**Set problem:** Set down every item below word for word, without changing a single character.

# Entries provided start

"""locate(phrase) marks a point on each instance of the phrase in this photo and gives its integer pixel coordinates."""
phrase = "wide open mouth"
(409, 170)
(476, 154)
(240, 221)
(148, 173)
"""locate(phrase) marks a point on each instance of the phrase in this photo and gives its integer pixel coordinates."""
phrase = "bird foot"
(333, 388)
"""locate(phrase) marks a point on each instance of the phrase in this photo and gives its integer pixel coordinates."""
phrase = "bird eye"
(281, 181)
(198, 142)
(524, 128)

# Entries provided end

**Final answer:**
"""locate(phrase) marks a point on each instance of the phrase in this photo and gives its integer pixel coordinates."""
phrase = "wide open mouth"
(409, 170)
(476, 154)
(240, 221)
(148, 173)
"""locate(phrase) marks a point on each instance of the phrase in this photo and gives its integer pixel coordinates."""
phrase = "bird foot"
(333, 388)
"""locate(phrase) marks a point on each instance of the phrase in this photo and gives its integer pixel coordinates."""
phrase = "bird eye"
(281, 181)
(198, 142)
(524, 128)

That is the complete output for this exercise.